> _EXERCISE_
Could you write out every record below exactly, leaving the pictures out?

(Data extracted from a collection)
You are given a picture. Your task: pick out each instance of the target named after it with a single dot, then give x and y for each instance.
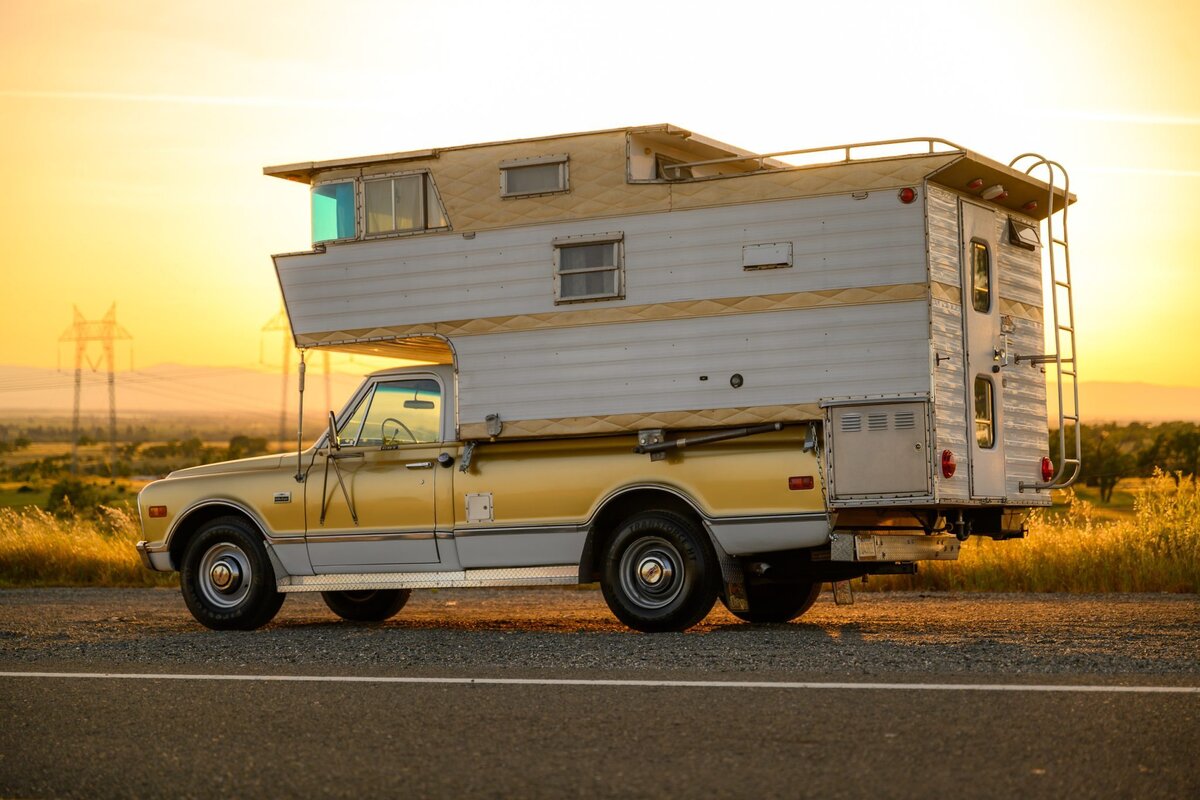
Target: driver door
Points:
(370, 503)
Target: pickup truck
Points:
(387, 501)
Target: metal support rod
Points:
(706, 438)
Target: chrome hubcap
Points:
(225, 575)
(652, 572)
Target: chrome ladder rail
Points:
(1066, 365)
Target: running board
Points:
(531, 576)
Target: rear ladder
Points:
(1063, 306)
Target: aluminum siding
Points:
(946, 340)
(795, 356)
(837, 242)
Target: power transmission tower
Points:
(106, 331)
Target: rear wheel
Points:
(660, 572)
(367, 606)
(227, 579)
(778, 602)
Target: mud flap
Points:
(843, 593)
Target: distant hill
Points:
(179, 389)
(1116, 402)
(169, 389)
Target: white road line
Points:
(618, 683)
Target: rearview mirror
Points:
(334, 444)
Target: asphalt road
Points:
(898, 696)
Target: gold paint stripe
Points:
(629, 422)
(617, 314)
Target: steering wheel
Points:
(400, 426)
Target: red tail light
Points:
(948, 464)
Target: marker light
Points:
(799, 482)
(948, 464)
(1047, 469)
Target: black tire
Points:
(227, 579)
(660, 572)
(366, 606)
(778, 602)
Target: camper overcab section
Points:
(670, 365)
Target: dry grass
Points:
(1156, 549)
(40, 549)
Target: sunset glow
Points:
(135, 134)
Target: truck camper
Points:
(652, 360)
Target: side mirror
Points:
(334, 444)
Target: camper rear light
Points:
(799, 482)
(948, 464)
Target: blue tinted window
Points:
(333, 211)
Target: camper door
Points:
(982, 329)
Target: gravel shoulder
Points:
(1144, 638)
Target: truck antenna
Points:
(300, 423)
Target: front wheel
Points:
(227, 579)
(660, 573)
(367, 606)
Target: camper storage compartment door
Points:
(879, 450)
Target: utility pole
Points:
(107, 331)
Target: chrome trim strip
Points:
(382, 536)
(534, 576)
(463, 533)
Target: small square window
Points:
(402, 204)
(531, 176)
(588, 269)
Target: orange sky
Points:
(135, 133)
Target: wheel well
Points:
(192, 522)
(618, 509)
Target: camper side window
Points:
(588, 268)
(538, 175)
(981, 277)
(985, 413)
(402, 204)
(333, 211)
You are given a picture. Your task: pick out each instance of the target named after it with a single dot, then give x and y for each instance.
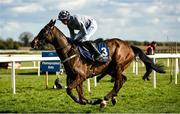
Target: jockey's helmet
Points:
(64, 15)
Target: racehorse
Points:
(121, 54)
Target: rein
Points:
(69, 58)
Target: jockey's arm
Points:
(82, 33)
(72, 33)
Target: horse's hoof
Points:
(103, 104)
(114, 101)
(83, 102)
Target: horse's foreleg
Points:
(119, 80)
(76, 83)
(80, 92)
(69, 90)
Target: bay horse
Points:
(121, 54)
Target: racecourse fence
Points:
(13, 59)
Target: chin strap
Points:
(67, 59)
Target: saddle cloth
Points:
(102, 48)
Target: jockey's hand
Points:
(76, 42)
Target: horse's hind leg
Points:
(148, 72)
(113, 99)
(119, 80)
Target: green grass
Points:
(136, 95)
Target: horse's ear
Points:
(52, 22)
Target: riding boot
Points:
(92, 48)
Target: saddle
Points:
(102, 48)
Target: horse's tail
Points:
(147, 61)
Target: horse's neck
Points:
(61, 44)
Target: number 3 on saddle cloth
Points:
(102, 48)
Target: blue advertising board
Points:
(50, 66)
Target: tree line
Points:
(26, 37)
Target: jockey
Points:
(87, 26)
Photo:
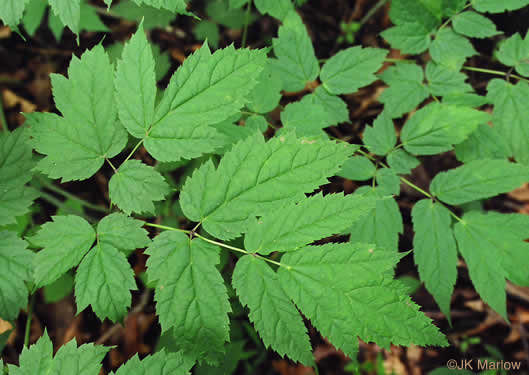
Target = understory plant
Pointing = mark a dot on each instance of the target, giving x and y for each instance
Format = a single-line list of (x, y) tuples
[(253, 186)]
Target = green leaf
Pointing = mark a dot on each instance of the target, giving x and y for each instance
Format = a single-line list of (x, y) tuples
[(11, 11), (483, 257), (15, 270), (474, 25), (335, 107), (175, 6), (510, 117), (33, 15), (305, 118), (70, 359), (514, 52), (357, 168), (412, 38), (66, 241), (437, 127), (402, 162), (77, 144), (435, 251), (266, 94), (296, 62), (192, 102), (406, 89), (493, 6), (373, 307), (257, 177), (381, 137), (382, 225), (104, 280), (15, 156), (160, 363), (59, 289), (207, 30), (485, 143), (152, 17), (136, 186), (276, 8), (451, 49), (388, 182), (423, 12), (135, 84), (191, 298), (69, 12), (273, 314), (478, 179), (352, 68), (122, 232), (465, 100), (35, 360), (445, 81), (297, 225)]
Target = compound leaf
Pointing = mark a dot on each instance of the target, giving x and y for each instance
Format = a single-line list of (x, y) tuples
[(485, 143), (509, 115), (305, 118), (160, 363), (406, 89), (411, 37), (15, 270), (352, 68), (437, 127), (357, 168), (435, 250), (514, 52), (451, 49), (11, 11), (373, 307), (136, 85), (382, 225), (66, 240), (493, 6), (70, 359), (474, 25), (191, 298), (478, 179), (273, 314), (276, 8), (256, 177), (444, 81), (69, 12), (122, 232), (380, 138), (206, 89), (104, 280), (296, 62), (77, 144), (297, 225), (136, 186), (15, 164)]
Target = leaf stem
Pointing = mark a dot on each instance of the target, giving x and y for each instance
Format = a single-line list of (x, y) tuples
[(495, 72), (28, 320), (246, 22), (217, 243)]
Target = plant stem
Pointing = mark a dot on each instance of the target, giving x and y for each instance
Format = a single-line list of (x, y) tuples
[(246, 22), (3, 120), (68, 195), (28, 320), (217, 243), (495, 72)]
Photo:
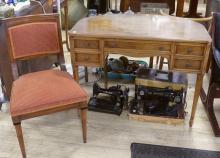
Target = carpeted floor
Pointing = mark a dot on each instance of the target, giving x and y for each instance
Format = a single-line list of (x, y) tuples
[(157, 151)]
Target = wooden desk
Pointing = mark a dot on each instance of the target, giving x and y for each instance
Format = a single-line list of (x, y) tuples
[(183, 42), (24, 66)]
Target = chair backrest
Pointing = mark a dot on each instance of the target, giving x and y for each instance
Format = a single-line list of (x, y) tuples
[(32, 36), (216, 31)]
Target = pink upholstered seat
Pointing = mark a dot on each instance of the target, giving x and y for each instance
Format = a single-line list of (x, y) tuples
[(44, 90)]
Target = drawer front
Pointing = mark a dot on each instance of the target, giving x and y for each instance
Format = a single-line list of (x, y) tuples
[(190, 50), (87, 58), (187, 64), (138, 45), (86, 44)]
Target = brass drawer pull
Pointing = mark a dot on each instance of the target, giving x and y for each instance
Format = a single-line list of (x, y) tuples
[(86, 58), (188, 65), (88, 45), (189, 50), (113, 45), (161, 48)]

> _OUTPUT_
You are given a picture. Your task: pick out each instance of the target named after it with a single dot, then give x and y for each instance.
Target: driver door
Points:
(370, 503)
Target: pickup truck
Points:
(387, 501)
Target: metal support rod
Points:
(706, 438)
Target: chrome hubcap
Points:
(225, 575)
(652, 572)
Target: chrome ladder rail
Points:
(1066, 365)
Target: running board
Points:
(531, 576)
Target: rear ladder
Points:
(1063, 306)
Target: aluminum siding
Points:
(946, 340)
(795, 356)
(837, 242)
Target: power transmission tower
Points:
(106, 331)
Target: rear wheel
Points:
(660, 572)
(367, 606)
(227, 579)
(778, 602)
Target: mud flap
Points:
(843, 593)
Target: distant hill
Points:
(179, 389)
(1116, 402)
(169, 389)
Target: white road line
Points:
(618, 683)
Target: rearview mirror
Points:
(334, 444)
Target: asphalt road
Points:
(898, 696)
Target: gold paint stripe
Points:
(629, 422)
(617, 314)
Target: steering wheel
Points:
(400, 426)
Target: red tail light
Points:
(948, 464)
Target: marker light
Points:
(799, 482)
(948, 464)
(1047, 469)
Target: black tire
Points:
(227, 579)
(660, 572)
(366, 606)
(778, 602)
Target: camper overcab section
Points:
(670, 365)
Target: dry grass
Points:
(1156, 549)
(40, 549)
Target: sunset glow
Points:
(135, 134)
Target: truck camper
Points:
(652, 360)
Target: side mirror
Points:
(334, 444)
Target: camper rear light
Points:
(799, 482)
(948, 464)
Target: blue tinted window
Points:
(333, 211)
Target: camper door
Points:
(982, 329)
Target: gravel shoulder
Points:
(1144, 638)
Target: truck antenna
Points:
(300, 423)
Target: front wheel
Points:
(227, 579)
(660, 573)
(367, 606)
Target: camper storage compartment door
Points:
(879, 450)
Target: utility pole
Points:
(107, 331)
Target: chrome trim strip
Points:
(382, 536)
(534, 576)
(463, 533)
Target: small square window
Points:
(402, 204)
(531, 176)
(588, 269)
Target: orange sky
Points:
(135, 133)
Target: wheel well
Points:
(192, 522)
(618, 509)
Target: camper side window
Points:
(588, 268)
(538, 175)
(981, 277)
(985, 413)
(402, 204)
(333, 211)
You are given a picture. Your task: pick out each instance of the target named after it with a single dot, then give x and y for each instance.
Target: jockey's helmet
Points:
(64, 15)
Target: racehorse
Points:
(121, 54)
Target: rein
Points:
(69, 58)
Target: jockey's arm
Points:
(82, 33)
(72, 33)
Target: horse's hoof
Points:
(103, 104)
(114, 101)
(83, 102)
Target: horse's foreleg
Points:
(119, 80)
(76, 83)
(80, 92)
(69, 90)
Target: bay horse
Points:
(121, 54)
Target: racecourse fence
Points:
(13, 59)
Target: chin strap
Points:
(67, 59)
Target: saddle cloth
Points:
(102, 48)
Target: jockey's hand
Points:
(76, 42)
Target: horse's hind leg
Points:
(148, 72)
(113, 99)
(119, 80)
Target: green grass
Points:
(136, 95)
Target: horse's ear
Points:
(52, 22)
Target: riding boot
Points:
(92, 48)
Target: saddle
Points:
(102, 48)
Target: horse's tail
Points:
(147, 61)
Target: horse's neck
Points:
(61, 44)
Target: number 3 on saddle cloth
Points:
(102, 48)
Target: blue advertising board
Points:
(50, 66)
Target: tree line
Points:
(26, 37)
Target: jockey
Points:
(87, 26)
Photo:
Target = understory plant
Pointing = mark a dot on each instance of the target, giving x and y for each instance
Format = a single-line list of (x, y) tuples
[(253, 186)]
Target = green leaf
Pointing = mark a dot on each instance of the target, giving x and y for each instance
Format = a single-line list of (x, y) tuples
[(11, 11), (483, 257), (15, 270), (474, 25), (335, 107), (175, 6), (510, 117), (33, 15), (305, 118), (70, 359), (514, 52), (357, 168), (412, 38), (66, 241), (437, 127), (402, 162), (77, 144), (435, 251), (266, 94), (296, 62), (192, 102), (406, 89), (493, 6), (373, 307), (257, 177), (381, 137), (382, 225), (104, 280), (15, 156), (160, 363), (59, 289), (207, 30), (485, 143), (152, 17), (136, 186), (276, 8), (451, 49), (388, 182), (423, 12), (135, 84), (191, 298), (69, 12), (273, 314), (478, 179), (352, 68), (122, 232), (465, 100), (35, 360), (445, 81), (297, 225)]
Target = compound leaf
Pointing = mark a dot on each instance of the target, giving x and y for each instance
Format = a single-line list of (x, y) tuples
[(485, 143), (509, 115), (305, 118), (160, 363), (406, 89), (411, 37), (15, 270), (352, 68), (437, 127), (357, 168), (435, 250), (514, 52), (451, 49), (11, 11), (373, 307), (136, 85), (382, 225), (66, 240), (493, 6), (70, 359), (474, 25), (191, 298), (478, 179), (273, 314), (276, 8), (256, 177), (444, 81), (69, 12), (122, 232), (380, 138), (206, 89), (104, 280), (296, 62), (77, 144), (297, 225), (136, 186), (15, 164)]
Target = leaf stem
Pointing = mark a dot on each instance of the target, giving x and y for each instance
Format = a single-line list of (x, y) tuples
[(495, 72), (28, 320), (246, 22), (217, 243)]
Target = plant stem
Pointing = mark a dot on each instance of the target, giving x and y for each instance
Format = a single-line list of (x, y) tuples
[(246, 22), (3, 120), (68, 195), (28, 320), (217, 243), (495, 72)]
Photo:
Target = carpeted floor
Pointing = mark a dot on each instance of the target, giving x and y for each instance
Format = a single-line list of (x, y) tuples
[(157, 151)]
Target = wooden desk
Pointing = mark a dot on each instance of the target, giving x and y for each instance
Format = a single-line list of (x, y) tuples
[(183, 42), (24, 66)]
Target = chair backrest
Pointing = mark a dot on each instance of the target, giving x and y for each instance
Format = a single-line list of (x, y) tuples
[(32, 36), (216, 31)]
Target = pink upholstered seat
Pointing = mark a dot on each instance of the target, giving x and y for each instance
Format = a single-line list of (x, y) tuples
[(44, 90)]
Target = drawer front
Pointing = mark a dot on each instance of the target, giving x and y for each instance
Format = a single-line list of (x, y) tuples
[(190, 50), (87, 58), (187, 64), (138, 45), (86, 44)]
Target = brass drawer pull
Pointing = mark a dot on each instance of the target, giving x and y for each instance
Format = a single-line list of (x, y) tuples
[(86, 58), (188, 65), (88, 45), (189, 50), (113, 45), (161, 48)]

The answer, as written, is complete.